## START
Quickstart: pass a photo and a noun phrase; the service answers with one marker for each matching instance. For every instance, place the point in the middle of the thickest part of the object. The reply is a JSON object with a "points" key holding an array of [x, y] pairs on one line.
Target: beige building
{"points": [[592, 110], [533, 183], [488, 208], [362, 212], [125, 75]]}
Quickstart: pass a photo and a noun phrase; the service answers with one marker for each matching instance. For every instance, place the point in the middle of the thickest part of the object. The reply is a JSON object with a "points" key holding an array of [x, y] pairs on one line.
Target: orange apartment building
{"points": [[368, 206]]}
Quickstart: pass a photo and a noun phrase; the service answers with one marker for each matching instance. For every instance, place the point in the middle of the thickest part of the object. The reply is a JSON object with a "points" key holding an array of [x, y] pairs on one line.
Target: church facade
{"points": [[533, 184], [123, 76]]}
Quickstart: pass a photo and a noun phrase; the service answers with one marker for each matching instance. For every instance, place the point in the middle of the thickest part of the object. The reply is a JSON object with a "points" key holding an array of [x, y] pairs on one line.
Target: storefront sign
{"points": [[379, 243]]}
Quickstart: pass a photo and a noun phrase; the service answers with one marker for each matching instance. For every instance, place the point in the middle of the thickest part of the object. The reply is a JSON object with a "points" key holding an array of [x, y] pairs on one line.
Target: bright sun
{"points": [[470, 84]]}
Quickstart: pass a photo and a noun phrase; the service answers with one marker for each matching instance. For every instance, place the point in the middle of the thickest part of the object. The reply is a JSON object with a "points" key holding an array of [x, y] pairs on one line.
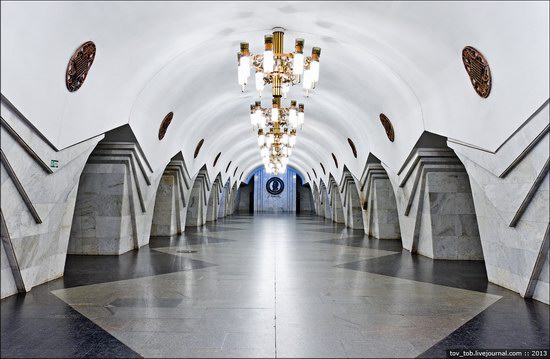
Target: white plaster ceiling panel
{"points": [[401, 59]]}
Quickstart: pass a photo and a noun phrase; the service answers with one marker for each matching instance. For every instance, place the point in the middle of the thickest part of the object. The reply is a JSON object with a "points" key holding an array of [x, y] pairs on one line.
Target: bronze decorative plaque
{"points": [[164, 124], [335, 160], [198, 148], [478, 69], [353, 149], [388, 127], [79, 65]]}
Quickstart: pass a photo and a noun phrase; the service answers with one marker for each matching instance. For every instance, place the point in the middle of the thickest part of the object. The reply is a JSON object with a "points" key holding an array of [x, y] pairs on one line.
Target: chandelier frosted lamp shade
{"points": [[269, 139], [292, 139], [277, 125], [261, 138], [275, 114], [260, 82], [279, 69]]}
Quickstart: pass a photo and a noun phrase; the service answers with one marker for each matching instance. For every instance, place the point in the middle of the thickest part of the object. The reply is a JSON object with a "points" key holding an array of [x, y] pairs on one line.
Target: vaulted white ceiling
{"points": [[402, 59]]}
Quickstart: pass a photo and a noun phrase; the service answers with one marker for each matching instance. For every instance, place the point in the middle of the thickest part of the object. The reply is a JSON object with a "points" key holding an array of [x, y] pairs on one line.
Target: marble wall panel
## END
Required task: Without including any picture, retype the entries exactly.

Full response:
Quickstart: pass a photo and a noun phrase; the service answers with one marker for each matching instance. For every instance, place the point in the middle of the thickest part of the object. The reply is a JSON object with a "points" key holding an array of [x, y] pairs on one line.
Target: beige building
{"points": [[592, 110], [533, 183], [488, 208], [362, 212], [125, 75]]}
Quickstart: pass a photo and a noun phrase; the service answers with one marker for each matching instance. For every instance, place the point in the middle of the thickest part of the object. The reply is a JSON object with a "points" key holding an array of [x, y] pairs on one line.
Target: orange apartment building
{"points": [[368, 206]]}
Quickstart: pass a photo and a noun phrase; the service answers with one marker for each matching instance. For every instance, place the point in the middle of the thickest part of the object. The reply is a JSON object with a "points" key holding an array of [x, y] pairs on one line.
Target: church facade
{"points": [[533, 184], [123, 76]]}
Quickstart: pass a photo and a noun phrase; the service answers with one marker for each matching instance. For every instance, place the point in the middle of the thickest part of the object. The reply is a JSON object with a "points" key holding an array of [x, y] pairs on one line.
Target: storefront sign
{"points": [[379, 243]]}
Quickstart: pass a photo and a noun phrase; the service answers with one marker for each matching instance. For every instance, place the point in the middle of the thickest part of the object. The reply is a JSON object with a "points" key holding an array of [x, y] pairs on one line.
Target: bright sun
{"points": [[470, 84]]}
Quickstart: pass a photo and a noun phrase; the service answers with one marker for each matching instance. For every instance, place the point in the middle of the thickest part of the object. The reply is a JSON object with a "points" key holding an array of [x, y] pairs on one line.
Target: white plaster ceiling panel
{"points": [[401, 59]]}
Quickstart: pass a photo and a noun phrase; the service answers with one marker for each matching instance. For every instance, place the point in the middle of the thickest part of the object. The reply is a JSON object with a "points" key holding an array of [x, y] pairs on one line.
Target: bronze decorative plaque
{"points": [[164, 124], [335, 160], [198, 148], [478, 69], [353, 149], [388, 127], [79, 65]]}
Quickstart: pass a photo and a noun phrase; the service answers with one marker for each matching instance. For every instance, place the point in the middle of the thickest part of the object. The reply is a JSON object with a "points" key holding an array of [x, y] pairs on one line.
Target: chandelier frosted lamp shade
{"points": [[269, 139], [292, 139], [277, 125], [261, 138], [275, 114], [260, 82], [279, 69]]}
Quickstart: pass a photo and a noun phrase; the service answers with one marker for each matching instance. For every instance, place the point in the middle of the thickest part of the object. The reply is a JSON object with a "points" key holding an array of [x, y] pairs on one line.
Target: vaulted white ceiling
{"points": [[402, 59]]}
Quickstart: pass a photo and a noun phrase; the service answers with one marker for each matching instance. For every instance, place the point in the middle of the thickest part of the object. The reply is a JSON object with a "points" key holding an array of [x, y] pairs on one line.
Target: marble wall panel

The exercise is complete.